Excerpt to read.
- - -

The vertebral size of the neck must be small enough not to lodge in the esophagus or small intestine. Even most hardcore bone feeders agree that turkey necks should not be fed to dogs. Turkey necks are too large. A longer bone, such as a duck neck, necessitates some chomping for it to go down. The major purpose of feeding raw bones is to clean the teeth. This can only be accomplished if the pet chews the bone. Gulping is not beneficial. Most large dogs will gulp short bones. Again, a duck neck is ideal as it is necessary for the dog to chew it. Which type is best?

The consumption of different types of bone is necessary to clean multiple surfaces of the teeth.

• A duck neck may effectively clean the incisors or the molars.

• A dog needs to stick his canines into a femur bone to remove the marrow. Cut marrow bones usually range in length from 2” to 5”. The size of the bone determines the amount of marrow contained within. Unlike the duck neck, the bone itself is minimally ingested. It is gnawed, but only the marrow is eaten.

• Knuckle bones are generally scraped clean, through use of the molars and canines, and eventually eaten.

Reported problems

Bone firms stool; marrow does not. If a client says she can’t feed raw bones to her dog because they cause diarrhea, you can almost always guess that she gave the dog a marrow bone. You can advise this client to thaw the marrow bone and spoon out most of the marrow, leaving a tiny bit in the center so the pet has something to work for. This will alleviate the diarrhea problem. Too much marrow, like any fat, could also stimulate pancreatitis. However, raw fat is safer than cooked fat.

On the other hand, hard dry stools can mean too much bone consumption. This may occur if a dog is left to eat a large knuckle bone. Advise the client to supervise the ingestion of this bone. To avoid obstipation, think about the size of the dog and the proper size of its prey. Even a great Dane shouldn’t eat a beef or bison knuckle bone in one sitting. The bone should be taken away, put in a Ziploc and re-frozen. This mimics the behavior of wild dogs that partially consume a prey or bone, and then bury the rest for later. Warn clients that stool passed after bone consumption will be drier and gray/white in color. This is normal.

- - -

Dataset entries
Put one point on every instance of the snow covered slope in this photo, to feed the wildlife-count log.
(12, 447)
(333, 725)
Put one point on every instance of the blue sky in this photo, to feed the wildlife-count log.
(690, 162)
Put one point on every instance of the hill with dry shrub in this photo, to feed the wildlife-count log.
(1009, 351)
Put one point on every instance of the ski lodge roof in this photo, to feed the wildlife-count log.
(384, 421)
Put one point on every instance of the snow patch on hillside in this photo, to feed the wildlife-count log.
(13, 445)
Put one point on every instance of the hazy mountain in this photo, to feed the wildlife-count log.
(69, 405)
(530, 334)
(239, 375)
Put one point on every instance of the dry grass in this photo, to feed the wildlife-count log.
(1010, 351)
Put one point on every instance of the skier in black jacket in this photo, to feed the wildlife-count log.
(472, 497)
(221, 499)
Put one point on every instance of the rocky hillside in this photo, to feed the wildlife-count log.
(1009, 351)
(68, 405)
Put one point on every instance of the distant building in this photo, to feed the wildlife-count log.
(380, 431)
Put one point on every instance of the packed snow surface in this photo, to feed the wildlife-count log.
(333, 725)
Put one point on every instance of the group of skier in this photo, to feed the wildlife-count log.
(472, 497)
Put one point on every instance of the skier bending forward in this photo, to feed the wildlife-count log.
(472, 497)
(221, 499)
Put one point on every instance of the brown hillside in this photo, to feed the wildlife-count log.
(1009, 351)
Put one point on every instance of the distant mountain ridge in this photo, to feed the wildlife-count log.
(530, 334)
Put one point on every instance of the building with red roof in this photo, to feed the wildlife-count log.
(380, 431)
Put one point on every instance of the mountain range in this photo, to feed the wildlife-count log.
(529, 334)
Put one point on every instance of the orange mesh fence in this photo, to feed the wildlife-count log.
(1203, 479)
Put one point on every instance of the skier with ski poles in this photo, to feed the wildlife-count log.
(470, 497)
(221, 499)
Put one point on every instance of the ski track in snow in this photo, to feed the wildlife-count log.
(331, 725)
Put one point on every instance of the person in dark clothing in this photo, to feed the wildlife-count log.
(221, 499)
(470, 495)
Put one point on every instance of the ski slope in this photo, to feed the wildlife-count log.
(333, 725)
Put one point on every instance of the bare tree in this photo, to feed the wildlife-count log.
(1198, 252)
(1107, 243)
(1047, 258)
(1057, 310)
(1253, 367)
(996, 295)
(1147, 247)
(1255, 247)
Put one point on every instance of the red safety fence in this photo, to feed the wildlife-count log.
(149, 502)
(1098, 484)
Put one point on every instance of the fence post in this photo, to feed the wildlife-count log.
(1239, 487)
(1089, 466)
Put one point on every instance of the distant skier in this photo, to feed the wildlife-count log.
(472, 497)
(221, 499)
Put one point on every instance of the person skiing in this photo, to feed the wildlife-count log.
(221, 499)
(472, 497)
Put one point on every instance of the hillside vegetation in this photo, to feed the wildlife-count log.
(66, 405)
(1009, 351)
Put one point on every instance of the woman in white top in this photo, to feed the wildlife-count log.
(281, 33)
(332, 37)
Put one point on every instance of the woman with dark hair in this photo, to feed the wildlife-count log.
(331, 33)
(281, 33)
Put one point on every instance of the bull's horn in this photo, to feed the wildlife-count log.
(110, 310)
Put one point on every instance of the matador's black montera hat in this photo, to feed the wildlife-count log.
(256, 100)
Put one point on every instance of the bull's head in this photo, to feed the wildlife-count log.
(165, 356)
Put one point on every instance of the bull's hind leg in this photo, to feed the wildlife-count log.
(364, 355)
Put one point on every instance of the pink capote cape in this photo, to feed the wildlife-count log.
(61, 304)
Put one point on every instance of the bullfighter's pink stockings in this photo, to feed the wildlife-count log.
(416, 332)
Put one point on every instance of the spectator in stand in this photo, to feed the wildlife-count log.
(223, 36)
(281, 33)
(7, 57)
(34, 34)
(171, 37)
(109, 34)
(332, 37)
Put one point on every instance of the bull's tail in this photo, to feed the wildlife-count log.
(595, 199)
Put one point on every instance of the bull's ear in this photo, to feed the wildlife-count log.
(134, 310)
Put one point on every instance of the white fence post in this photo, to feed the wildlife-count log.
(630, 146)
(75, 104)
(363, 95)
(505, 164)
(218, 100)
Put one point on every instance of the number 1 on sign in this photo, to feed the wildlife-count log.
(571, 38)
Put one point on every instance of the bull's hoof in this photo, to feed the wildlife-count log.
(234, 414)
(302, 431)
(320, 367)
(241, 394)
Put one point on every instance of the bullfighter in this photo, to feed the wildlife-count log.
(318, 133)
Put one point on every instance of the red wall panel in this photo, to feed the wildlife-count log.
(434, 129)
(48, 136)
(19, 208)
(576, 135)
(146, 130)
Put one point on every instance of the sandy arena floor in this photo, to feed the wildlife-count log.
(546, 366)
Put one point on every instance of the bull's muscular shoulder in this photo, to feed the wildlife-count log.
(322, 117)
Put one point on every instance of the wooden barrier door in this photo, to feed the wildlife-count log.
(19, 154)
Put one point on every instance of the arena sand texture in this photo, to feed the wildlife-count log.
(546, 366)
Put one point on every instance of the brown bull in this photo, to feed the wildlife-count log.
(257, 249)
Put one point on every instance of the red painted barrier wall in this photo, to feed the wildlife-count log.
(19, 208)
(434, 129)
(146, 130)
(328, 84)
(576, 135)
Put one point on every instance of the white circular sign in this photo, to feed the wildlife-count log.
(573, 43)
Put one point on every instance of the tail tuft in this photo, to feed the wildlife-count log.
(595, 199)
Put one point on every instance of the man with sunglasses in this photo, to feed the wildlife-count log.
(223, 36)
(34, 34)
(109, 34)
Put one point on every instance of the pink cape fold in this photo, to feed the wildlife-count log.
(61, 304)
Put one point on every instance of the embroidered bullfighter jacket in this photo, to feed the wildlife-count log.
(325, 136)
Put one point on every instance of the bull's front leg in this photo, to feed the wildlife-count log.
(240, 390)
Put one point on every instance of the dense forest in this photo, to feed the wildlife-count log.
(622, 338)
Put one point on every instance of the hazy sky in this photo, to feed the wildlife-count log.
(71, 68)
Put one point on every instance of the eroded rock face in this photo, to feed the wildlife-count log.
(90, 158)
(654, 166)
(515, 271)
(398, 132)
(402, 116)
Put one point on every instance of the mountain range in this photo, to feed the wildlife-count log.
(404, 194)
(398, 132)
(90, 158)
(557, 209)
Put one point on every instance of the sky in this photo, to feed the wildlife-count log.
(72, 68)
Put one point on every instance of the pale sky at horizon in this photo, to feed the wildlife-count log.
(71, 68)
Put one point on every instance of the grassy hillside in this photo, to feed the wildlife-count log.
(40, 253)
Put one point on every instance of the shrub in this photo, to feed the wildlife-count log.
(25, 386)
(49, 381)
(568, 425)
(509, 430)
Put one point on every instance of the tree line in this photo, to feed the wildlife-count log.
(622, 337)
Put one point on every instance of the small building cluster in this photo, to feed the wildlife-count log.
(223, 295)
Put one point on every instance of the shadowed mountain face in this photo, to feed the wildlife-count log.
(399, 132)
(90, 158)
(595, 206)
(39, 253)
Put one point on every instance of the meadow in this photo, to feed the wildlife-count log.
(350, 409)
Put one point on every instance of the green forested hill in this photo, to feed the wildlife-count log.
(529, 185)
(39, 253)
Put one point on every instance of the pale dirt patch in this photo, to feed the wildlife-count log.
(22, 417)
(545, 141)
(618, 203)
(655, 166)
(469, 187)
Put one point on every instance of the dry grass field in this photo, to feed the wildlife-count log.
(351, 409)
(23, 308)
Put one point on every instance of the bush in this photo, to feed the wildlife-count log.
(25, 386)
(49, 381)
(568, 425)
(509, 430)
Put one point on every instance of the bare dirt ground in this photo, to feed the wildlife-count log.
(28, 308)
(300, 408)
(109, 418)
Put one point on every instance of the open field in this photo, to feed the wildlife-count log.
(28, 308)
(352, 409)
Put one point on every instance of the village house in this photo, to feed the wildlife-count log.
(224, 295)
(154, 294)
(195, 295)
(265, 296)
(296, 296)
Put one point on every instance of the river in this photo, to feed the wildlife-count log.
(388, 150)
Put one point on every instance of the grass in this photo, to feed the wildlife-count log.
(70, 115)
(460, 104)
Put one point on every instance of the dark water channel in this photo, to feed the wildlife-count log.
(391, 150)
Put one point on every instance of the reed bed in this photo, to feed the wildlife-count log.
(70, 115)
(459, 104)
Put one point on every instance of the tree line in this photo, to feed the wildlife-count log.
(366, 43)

- - -

Actions to take.
1. Answer these from the passage on feeding raw bones to dogs:
(a) What reason does it give for not feeding turkey necks to dogs?
(b) What length range does it give for cut marrow bones?
(c) What should clients be warned that stool will look like after bone consumption?
2. Continue the passage on feeding raw bones to dogs, beginning after its final sentence.

Exercise answers.
1.
(a) Turkey necks are too large.
(b) Usually 2” to 5”.
(c) Drier and gray/white in color.

2.
Dogs can sometimes chip or break teeth on raw bones, although this can also occur when this chew on rocks or pull on cages. Most people who feed raw bones feel the benefits outweigh the risks. An otherwise healthy mouth with a decreased need for anesthetic episodes for dental prophylaxis is highly desirable to dog owners. Raw bones are safer than the other bone alternatives, such as smoked or boiled bones, which become brittle and should be taken away. Cooked bones should never be used. Also, warn clients against marrow bone rings, which can catch around teeth or lodge in the roof of the mouth.

Bacterial contamination is a possibility. Salmonella is ubiquitous. Healthy dogs are naturally resistant, but those who are immune compromised should be cautious. Most commercial raw bone manufacturers rinse their products in lactic acid for additional safety. Local butchers may not. All raw products should be frozen for a minimum of two weeks; this kills parasites.

Explain to clients the warning signs of gastrointestinal obstruction and when they should seek to have a radiograph taken. Synthetic or edible fake bones are seen as common foreign body obstructions in many veterinary hospitals. Fed properly, raw bones can provide nutritional, dental and recreational benefits to dogs.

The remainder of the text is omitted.